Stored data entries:

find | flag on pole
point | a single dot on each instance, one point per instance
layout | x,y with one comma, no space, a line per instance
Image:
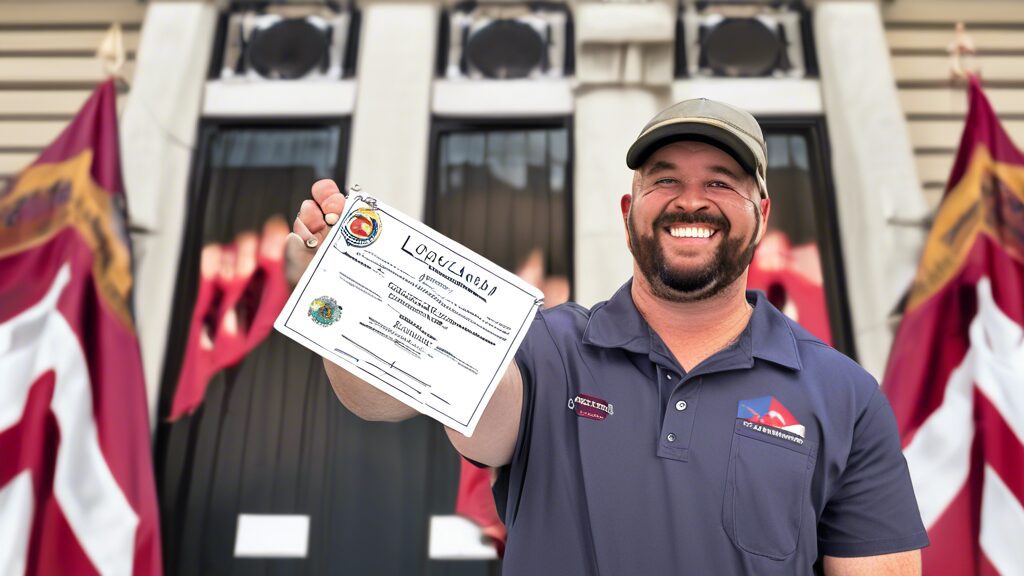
77,492
955,374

PROBLEM. Once the pictures are set aside, repeat the data above exactly.

SOLUTION TO THIS EXERCISE.
find | flag on pole
point | a single dot on each instance, one point per instance
layout | x,y with one comma, no space, a line per instance
Image:
77,492
955,374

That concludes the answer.